--- START OF Records provided ---

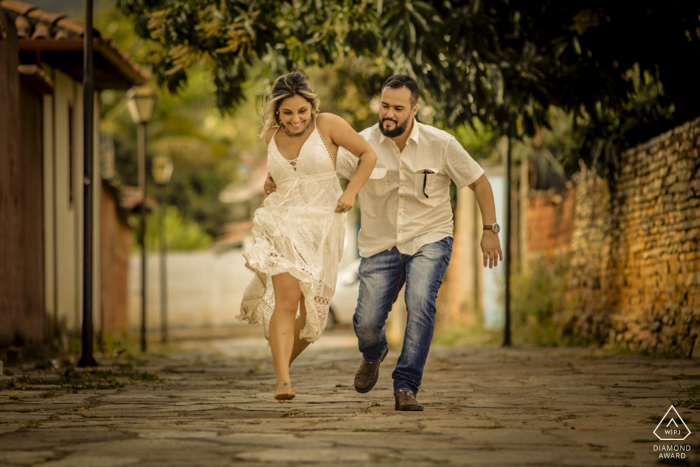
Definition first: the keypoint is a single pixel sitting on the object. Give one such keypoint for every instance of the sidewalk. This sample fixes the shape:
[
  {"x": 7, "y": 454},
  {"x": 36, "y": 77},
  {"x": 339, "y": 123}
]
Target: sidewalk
[{"x": 211, "y": 404}]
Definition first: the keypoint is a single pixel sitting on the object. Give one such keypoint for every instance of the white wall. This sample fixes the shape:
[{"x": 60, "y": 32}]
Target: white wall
[
  {"x": 204, "y": 289},
  {"x": 63, "y": 220}
]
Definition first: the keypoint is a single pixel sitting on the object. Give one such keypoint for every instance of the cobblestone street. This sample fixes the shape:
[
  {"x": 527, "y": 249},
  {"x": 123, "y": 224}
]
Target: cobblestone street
[{"x": 210, "y": 403}]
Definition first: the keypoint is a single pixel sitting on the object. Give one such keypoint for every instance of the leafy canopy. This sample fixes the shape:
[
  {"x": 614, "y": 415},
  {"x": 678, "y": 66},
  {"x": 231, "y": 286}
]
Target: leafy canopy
[{"x": 620, "y": 68}]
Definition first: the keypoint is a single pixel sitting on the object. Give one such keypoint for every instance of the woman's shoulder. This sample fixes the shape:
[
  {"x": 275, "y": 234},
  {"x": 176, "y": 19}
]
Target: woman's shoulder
[
  {"x": 326, "y": 118},
  {"x": 269, "y": 134}
]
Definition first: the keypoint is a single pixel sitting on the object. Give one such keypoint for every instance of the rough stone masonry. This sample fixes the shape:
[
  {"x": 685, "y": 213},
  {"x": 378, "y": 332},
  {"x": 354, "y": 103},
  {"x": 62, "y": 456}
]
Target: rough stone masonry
[{"x": 635, "y": 271}]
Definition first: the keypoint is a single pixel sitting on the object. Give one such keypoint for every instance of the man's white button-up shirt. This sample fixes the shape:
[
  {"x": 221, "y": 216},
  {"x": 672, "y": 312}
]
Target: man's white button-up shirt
[{"x": 406, "y": 201}]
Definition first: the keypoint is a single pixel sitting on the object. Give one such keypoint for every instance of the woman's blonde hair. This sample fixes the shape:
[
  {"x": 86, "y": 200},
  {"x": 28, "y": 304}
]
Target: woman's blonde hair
[{"x": 289, "y": 85}]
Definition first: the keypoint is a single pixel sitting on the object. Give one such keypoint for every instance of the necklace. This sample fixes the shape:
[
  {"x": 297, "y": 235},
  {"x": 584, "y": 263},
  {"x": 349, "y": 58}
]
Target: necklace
[{"x": 293, "y": 135}]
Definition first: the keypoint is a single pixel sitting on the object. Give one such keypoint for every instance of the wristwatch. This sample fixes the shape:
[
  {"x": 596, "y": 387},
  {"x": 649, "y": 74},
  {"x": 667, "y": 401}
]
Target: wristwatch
[{"x": 495, "y": 228}]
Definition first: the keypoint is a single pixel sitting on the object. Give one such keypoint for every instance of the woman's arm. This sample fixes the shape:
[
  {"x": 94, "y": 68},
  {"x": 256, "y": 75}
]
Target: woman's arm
[{"x": 342, "y": 134}]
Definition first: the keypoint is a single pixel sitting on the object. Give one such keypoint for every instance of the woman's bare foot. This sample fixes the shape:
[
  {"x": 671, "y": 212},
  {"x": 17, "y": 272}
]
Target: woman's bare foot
[{"x": 283, "y": 392}]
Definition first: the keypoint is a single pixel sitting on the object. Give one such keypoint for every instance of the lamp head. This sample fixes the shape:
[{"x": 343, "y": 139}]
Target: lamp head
[
  {"x": 162, "y": 169},
  {"x": 141, "y": 101}
]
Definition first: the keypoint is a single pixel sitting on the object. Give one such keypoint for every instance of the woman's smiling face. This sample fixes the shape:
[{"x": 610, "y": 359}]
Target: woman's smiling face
[{"x": 295, "y": 113}]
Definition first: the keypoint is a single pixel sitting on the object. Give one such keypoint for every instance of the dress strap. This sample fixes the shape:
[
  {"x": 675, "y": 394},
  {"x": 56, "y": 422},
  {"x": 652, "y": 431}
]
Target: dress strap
[
  {"x": 325, "y": 144},
  {"x": 273, "y": 136}
]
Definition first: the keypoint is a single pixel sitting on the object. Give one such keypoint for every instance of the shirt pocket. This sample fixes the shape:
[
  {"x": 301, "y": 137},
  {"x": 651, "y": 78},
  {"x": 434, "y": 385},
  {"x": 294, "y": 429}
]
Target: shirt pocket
[
  {"x": 427, "y": 182},
  {"x": 378, "y": 183}
]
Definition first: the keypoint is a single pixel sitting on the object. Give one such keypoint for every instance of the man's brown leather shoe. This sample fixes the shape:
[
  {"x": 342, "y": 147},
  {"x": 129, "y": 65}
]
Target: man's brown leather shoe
[
  {"x": 406, "y": 402},
  {"x": 368, "y": 374}
]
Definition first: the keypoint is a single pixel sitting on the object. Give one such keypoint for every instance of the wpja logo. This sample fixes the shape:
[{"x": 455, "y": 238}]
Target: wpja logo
[{"x": 672, "y": 428}]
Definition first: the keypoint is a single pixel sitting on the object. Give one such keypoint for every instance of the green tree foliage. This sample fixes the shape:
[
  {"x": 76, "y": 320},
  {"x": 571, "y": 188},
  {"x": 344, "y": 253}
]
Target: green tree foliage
[
  {"x": 619, "y": 68},
  {"x": 180, "y": 233}
]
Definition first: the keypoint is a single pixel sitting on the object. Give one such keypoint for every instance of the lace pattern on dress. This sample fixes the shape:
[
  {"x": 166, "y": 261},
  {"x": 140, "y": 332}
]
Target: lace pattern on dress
[{"x": 297, "y": 232}]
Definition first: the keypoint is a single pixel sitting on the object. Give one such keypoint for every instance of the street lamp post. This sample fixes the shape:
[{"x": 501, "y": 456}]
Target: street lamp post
[
  {"x": 162, "y": 169},
  {"x": 141, "y": 101}
]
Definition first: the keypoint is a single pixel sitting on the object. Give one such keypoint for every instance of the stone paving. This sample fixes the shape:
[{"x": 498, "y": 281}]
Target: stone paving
[{"x": 210, "y": 403}]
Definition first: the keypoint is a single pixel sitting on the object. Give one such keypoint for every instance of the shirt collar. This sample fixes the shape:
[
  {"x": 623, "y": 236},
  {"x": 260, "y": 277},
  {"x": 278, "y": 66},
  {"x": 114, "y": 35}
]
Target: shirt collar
[{"x": 413, "y": 135}]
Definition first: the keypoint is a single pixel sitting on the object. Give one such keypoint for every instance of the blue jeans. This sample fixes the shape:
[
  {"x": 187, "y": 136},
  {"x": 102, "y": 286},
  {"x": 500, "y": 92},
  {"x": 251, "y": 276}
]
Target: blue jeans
[{"x": 381, "y": 279}]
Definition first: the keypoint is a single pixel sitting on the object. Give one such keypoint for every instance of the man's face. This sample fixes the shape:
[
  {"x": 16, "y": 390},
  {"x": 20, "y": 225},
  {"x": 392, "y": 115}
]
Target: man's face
[{"x": 395, "y": 111}]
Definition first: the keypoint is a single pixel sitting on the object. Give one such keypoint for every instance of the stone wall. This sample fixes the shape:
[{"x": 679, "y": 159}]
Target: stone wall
[{"x": 635, "y": 270}]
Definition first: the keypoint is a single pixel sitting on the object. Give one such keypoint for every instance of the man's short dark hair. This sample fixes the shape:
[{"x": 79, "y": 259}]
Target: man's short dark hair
[{"x": 403, "y": 81}]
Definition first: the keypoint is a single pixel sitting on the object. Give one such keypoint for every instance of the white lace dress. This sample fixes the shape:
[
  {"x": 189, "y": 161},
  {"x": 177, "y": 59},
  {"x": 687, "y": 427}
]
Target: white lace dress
[{"x": 297, "y": 231}]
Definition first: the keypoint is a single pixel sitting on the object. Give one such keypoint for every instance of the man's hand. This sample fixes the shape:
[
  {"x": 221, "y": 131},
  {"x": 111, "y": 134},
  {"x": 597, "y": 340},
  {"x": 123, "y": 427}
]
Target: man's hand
[
  {"x": 345, "y": 202},
  {"x": 491, "y": 248},
  {"x": 270, "y": 185}
]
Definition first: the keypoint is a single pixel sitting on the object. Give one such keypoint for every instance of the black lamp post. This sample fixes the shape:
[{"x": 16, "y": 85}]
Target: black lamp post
[
  {"x": 141, "y": 101},
  {"x": 162, "y": 170},
  {"x": 87, "y": 358}
]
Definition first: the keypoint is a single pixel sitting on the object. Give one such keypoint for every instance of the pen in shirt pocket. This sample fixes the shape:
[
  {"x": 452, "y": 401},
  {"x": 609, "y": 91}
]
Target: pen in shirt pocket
[{"x": 425, "y": 180}]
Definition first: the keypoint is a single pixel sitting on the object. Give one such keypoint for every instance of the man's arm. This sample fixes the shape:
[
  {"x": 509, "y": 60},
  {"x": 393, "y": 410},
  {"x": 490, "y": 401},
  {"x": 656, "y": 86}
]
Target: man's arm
[{"x": 490, "y": 243}]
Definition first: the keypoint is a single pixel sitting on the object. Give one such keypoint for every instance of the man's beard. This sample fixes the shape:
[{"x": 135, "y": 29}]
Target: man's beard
[{"x": 398, "y": 131}]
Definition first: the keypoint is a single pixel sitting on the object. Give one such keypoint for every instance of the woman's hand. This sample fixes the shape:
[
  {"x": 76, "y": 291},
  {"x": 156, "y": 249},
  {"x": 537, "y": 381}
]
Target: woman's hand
[
  {"x": 345, "y": 202},
  {"x": 270, "y": 185}
]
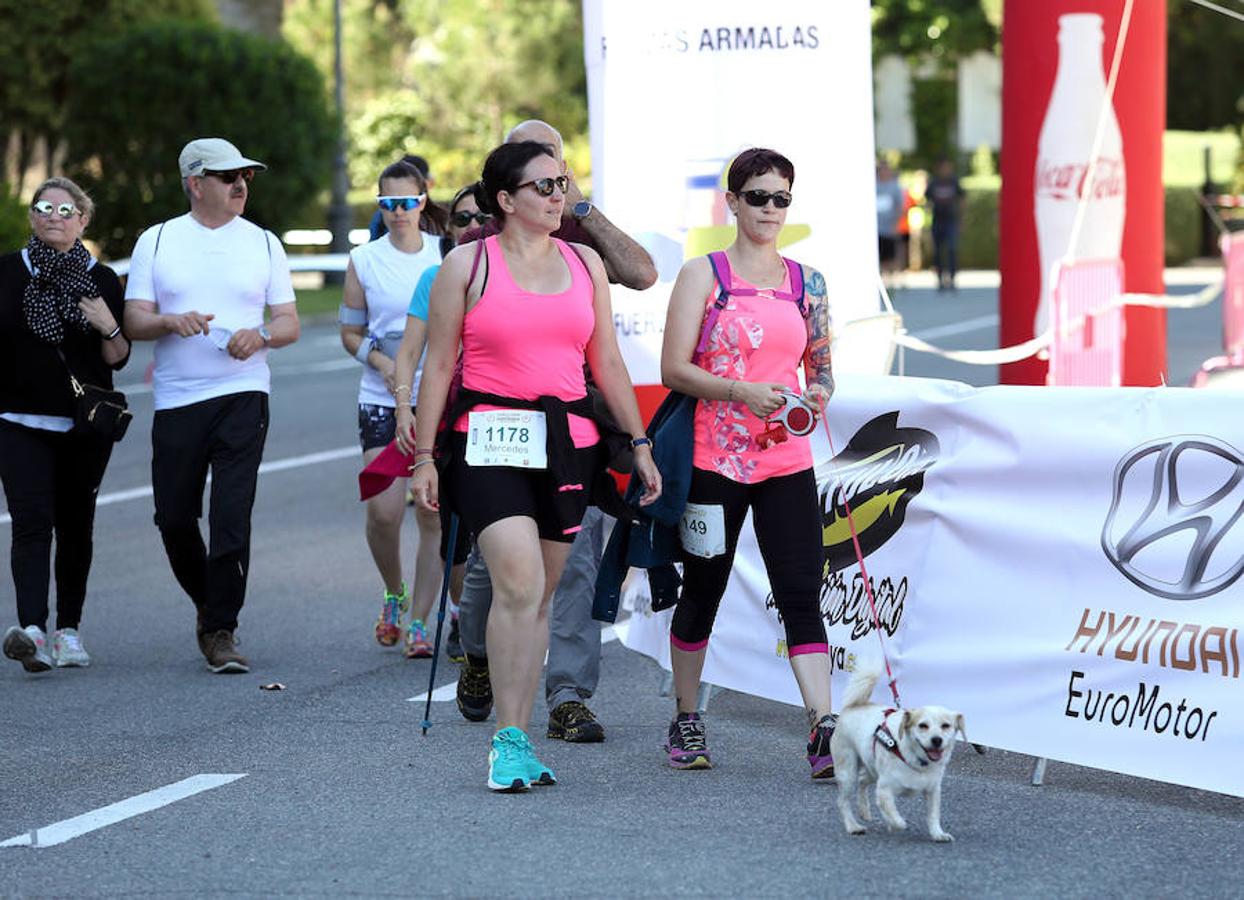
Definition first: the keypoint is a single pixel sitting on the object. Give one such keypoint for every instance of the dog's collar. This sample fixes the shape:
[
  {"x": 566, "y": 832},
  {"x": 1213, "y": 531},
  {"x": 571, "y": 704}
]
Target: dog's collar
[{"x": 890, "y": 742}]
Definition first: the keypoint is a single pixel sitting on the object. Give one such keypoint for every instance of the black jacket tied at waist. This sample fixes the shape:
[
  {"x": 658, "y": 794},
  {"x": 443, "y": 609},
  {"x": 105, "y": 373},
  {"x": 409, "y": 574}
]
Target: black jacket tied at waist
[{"x": 559, "y": 443}]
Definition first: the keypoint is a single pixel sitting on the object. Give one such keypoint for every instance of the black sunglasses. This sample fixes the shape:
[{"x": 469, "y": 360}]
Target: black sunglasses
[
  {"x": 464, "y": 217},
  {"x": 230, "y": 176},
  {"x": 544, "y": 186},
  {"x": 759, "y": 198}
]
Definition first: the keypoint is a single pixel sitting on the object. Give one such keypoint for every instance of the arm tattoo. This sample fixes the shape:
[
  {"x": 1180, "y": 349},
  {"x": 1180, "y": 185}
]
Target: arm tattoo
[{"x": 820, "y": 330}]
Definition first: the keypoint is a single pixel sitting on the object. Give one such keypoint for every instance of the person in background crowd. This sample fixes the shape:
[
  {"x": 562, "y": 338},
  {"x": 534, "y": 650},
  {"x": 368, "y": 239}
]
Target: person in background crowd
[
  {"x": 575, "y": 644},
  {"x": 59, "y": 314},
  {"x": 742, "y": 459},
  {"x": 890, "y": 208},
  {"x": 463, "y": 212},
  {"x": 198, "y": 286},
  {"x": 946, "y": 197},
  {"x": 380, "y": 280},
  {"x": 433, "y": 217},
  {"x": 528, "y": 311}
]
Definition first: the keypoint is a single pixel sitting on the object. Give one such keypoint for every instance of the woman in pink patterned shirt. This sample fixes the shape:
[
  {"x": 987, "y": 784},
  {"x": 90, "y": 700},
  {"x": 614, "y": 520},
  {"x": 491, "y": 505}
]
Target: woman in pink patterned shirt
[{"x": 744, "y": 371}]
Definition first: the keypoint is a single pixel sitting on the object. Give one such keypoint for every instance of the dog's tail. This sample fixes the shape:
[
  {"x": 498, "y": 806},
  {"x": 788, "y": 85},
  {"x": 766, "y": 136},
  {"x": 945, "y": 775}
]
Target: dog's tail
[{"x": 860, "y": 687}]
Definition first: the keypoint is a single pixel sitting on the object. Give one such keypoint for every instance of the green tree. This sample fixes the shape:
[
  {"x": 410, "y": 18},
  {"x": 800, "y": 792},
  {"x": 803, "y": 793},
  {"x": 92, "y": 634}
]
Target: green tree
[
  {"x": 448, "y": 80},
  {"x": 37, "y": 45},
  {"x": 141, "y": 95}
]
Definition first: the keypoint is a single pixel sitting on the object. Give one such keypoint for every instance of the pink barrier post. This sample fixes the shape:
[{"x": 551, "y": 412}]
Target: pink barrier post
[{"x": 1087, "y": 346}]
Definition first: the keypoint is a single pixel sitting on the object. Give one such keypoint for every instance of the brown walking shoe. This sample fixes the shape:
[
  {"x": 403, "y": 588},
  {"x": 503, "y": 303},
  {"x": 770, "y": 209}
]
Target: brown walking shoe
[{"x": 223, "y": 657}]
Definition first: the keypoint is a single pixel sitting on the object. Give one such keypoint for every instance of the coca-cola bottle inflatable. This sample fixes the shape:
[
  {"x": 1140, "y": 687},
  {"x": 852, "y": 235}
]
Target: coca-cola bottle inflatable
[{"x": 1062, "y": 161}]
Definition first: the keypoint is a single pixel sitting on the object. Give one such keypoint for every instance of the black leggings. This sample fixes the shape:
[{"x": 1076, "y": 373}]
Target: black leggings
[
  {"x": 788, "y": 523},
  {"x": 50, "y": 481}
]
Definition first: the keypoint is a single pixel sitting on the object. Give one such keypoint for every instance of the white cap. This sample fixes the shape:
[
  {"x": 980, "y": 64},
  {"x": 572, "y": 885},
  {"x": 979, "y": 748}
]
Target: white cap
[{"x": 213, "y": 154}]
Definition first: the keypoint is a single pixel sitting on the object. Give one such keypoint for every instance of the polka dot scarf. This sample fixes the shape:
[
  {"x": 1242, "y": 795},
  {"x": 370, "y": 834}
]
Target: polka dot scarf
[{"x": 51, "y": 298}]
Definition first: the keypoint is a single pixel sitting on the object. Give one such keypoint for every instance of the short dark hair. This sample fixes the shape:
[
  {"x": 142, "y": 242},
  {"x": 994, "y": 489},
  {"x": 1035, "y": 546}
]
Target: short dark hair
[
  {"x": 503, "y": 171},
  {"x": 755, "y": 162},
  {"x": 403, "y": 169}
]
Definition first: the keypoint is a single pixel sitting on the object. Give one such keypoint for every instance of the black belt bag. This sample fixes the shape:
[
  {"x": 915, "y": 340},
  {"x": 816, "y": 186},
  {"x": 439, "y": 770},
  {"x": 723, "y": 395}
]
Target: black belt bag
[{"x": 97, "y": 410}]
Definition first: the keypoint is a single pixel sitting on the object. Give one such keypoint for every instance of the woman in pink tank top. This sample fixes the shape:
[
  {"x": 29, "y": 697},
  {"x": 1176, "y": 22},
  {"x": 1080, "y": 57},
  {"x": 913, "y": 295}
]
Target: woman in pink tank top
[
  {"x": 523, "y": 447},
  {"x": 739, "y": 355}
]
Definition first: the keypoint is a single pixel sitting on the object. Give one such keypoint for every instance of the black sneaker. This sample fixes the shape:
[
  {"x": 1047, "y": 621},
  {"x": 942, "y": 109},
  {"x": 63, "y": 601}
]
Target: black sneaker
[
  {"x": 819, "y": 747},
  {"x": 687, "y": 743},
  {"x": 574, "y": 722},
  {"x": 454, "y": 644},
  {"x": 474, "y": 691}
]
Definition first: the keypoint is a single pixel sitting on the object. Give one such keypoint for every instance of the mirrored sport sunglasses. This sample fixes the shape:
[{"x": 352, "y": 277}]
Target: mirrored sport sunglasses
[
  {"x": 44, "y": 208},
  {"x": 544, "y": 186},
  {"x": 230, "y": 176},
  {"x": 759, "y": 198},
  {"x": 464, "y": 217},
  {"x": 394, "y": 203}
]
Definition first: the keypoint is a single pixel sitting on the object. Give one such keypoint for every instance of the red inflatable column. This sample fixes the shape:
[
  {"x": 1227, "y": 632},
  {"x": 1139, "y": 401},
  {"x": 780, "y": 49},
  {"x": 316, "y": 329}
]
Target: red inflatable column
[{"x": 1056, "y": 57}]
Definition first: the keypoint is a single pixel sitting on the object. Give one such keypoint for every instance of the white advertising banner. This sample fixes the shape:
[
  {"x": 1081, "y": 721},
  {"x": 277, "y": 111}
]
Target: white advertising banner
[
  {"x": 1062, "y": 565},
  {"x": 676, "y": 90}
]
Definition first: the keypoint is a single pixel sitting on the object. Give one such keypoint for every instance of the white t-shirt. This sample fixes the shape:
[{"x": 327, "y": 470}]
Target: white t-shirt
[
  {"x": 388, "y": 278},
  {"x": 229, "y": 271}
]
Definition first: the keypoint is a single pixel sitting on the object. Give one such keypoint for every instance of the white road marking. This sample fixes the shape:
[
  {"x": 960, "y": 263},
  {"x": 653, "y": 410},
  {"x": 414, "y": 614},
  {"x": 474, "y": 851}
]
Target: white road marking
[
  {"x": 67, "y": 829},
  {"x": 447, "y": 692},
  {"x": 958, "y": 328},
  {"x": 265, "y": 468}
]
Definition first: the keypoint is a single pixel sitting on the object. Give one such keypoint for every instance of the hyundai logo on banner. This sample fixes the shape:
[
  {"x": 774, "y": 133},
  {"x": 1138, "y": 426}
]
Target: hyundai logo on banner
[{"x": 1173, "y": 523}]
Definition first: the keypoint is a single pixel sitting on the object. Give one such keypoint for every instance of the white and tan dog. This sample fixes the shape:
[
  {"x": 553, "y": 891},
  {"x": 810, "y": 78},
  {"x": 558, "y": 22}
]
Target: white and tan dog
[{"x": 903, "y": 751}]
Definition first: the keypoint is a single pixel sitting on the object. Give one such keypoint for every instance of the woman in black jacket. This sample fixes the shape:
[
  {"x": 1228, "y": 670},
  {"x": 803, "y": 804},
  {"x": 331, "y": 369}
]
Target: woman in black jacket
[{"x": 60, "y": 311}]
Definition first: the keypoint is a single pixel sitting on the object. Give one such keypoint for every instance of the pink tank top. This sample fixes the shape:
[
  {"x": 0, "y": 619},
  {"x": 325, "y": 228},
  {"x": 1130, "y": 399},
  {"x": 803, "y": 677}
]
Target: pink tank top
[
  {"x": 755, "y": 337},
  {"x": 524, "y": 345}
]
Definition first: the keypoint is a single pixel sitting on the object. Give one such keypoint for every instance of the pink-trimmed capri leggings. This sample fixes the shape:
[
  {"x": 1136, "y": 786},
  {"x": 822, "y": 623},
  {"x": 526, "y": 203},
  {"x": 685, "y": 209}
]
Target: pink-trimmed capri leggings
[{"x": 786, "y": 518}]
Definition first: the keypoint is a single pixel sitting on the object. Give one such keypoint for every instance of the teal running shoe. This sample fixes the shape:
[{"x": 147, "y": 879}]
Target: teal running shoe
[
  {"x": 538, "y": 773},
  {"x": 509, "y": 762}
]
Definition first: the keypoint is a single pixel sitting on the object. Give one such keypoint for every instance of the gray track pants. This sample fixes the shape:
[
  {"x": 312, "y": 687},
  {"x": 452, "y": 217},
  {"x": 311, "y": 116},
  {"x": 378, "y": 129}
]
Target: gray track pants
[{"x": 574, "y": 636}]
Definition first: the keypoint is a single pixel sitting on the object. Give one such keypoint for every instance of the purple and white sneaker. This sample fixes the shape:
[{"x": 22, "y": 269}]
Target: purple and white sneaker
[
  {"x": 687, "y": 746},
  {"x": 819, "y": 748}
]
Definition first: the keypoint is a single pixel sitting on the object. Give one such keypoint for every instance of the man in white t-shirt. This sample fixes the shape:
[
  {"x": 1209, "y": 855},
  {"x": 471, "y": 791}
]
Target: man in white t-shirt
[{"x": 198, "y": 286}]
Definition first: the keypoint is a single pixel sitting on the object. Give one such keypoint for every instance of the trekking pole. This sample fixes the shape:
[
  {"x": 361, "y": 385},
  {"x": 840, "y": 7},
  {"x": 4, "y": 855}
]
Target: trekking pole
[{"x": 440, "y": 618}]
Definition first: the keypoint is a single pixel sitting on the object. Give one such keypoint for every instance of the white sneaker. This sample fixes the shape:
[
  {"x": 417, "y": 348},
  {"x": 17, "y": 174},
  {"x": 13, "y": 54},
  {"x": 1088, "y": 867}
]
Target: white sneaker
[
  {"x": 67, "y": 649},
  {"x": 29, "y": 646}
]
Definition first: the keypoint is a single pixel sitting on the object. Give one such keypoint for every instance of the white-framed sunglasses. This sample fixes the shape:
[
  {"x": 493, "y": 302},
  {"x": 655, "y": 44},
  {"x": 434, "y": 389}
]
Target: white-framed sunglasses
[
  {"x": 45, "y": 208},
  {"x": 406, "y": 202}
]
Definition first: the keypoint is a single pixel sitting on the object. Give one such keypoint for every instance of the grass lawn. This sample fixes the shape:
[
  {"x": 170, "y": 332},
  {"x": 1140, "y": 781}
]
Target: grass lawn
[{"x": 317, "y": 301}]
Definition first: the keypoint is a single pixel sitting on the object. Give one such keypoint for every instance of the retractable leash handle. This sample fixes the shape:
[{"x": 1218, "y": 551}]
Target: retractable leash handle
[
  {"x": 867, "y": 585},
  {"x": 440, "y": 619}
]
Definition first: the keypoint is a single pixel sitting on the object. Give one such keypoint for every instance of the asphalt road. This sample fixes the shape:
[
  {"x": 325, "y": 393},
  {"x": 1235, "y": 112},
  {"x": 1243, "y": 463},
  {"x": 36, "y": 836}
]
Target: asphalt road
[{"x": 341, "y": 796}]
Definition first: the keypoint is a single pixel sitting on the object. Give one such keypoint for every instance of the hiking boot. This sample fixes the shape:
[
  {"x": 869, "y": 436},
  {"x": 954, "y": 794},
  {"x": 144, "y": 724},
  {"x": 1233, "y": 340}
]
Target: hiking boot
[
  {"x": 574, "y": 722},
  {"x": 509, "y": 762},
  {"x": 474, "y": 691},
  {"x": 454, "y": 642},
  {"x": 687, "y": 745},
  {"x": 388, "y": 629},
  {"x": 819, "y": 747},
  {"x": 29, "y": 646},
  {"x": 417, "y": 644},
  {"x": 67, "y": 649},
  {"x": 220, "y": 652}
]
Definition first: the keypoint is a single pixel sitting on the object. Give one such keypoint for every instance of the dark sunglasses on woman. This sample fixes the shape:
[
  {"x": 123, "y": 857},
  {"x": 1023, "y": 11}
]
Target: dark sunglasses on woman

--- END OF Records provided ---

Exercise = From the line holding "of the dark" to the last line of the records, quote each line exactly and add nothing.

Response below =
Definition first: the keypoint is a single pixel sitting on the object. Give one such keypoint for every instance of the dark sunglasses on woman. This sample fixes the shape:
[
  {"x": 123, "y": 857},
  {"x": 1023, "y": 11}
]
Target: dark sunglasses on woman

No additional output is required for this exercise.